EXERCISE GOAL – Take each line from the material below that includes the string "arched" and copy it.

PROVIDED INFORMATION –
****

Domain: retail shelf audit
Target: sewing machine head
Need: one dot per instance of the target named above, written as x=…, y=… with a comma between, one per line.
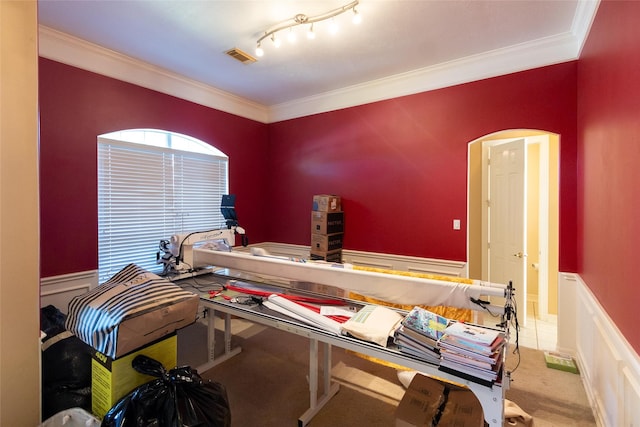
x=176, y=253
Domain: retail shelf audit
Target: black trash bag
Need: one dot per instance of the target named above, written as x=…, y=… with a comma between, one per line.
x=176, y=398
x=65, y=367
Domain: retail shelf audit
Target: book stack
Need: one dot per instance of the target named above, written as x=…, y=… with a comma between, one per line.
x=471, y=351
x=419, y=333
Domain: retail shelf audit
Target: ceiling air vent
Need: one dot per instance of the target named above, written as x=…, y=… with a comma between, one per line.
x=240, y=55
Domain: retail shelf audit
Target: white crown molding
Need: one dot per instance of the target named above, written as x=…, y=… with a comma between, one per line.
x=70, y=50
x=551, y=50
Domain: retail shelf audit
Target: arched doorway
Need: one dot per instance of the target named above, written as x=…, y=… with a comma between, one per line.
x=540, y=221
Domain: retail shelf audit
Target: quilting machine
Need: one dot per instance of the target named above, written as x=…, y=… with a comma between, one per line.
x=398, y=289
x=176, y=253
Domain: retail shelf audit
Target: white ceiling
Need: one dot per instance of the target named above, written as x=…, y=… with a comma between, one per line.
x=401, y=46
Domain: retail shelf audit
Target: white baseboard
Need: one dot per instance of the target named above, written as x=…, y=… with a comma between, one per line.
x=59, y=290
x=609, y=366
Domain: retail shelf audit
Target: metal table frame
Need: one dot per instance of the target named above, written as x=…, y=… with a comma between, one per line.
x=490, y=398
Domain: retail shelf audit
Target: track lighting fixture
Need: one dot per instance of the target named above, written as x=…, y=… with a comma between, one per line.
x=302, y=19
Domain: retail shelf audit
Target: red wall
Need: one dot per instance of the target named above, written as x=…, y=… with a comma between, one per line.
x=401, y=165
x=75, y=107
x=608, y=154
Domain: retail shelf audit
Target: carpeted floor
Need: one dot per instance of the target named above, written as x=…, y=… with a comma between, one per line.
x=267, y=383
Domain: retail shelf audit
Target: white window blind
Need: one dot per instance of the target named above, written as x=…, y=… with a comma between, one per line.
x=147, y=193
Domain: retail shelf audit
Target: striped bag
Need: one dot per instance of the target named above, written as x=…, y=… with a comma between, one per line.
x=133, y=308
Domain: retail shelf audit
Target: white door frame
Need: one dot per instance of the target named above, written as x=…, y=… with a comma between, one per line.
x=544, y=223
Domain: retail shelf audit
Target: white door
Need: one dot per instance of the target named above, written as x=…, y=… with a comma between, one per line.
x=507, y=219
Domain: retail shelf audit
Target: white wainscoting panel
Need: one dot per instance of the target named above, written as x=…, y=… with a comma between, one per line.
x=609, y=366
x=59, y=290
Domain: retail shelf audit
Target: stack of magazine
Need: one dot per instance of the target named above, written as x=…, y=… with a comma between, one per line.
x=419, y=333
x=471, y=351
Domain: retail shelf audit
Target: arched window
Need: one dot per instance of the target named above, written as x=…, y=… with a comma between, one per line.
x=152, y=184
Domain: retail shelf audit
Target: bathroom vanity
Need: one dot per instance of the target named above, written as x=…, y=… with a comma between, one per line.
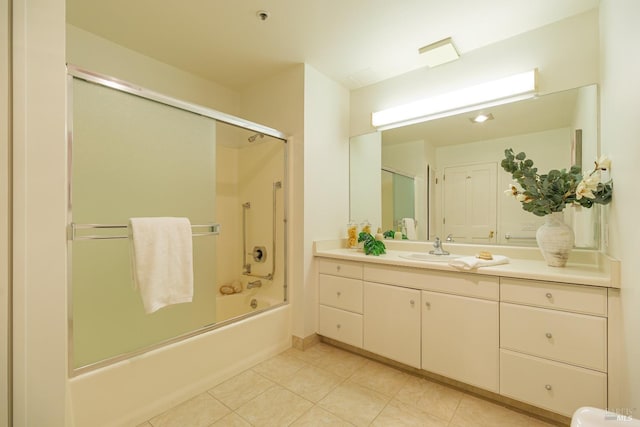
x=522, y=330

****

TASK RESPONSE –
Target: arched doorway
Target: arched window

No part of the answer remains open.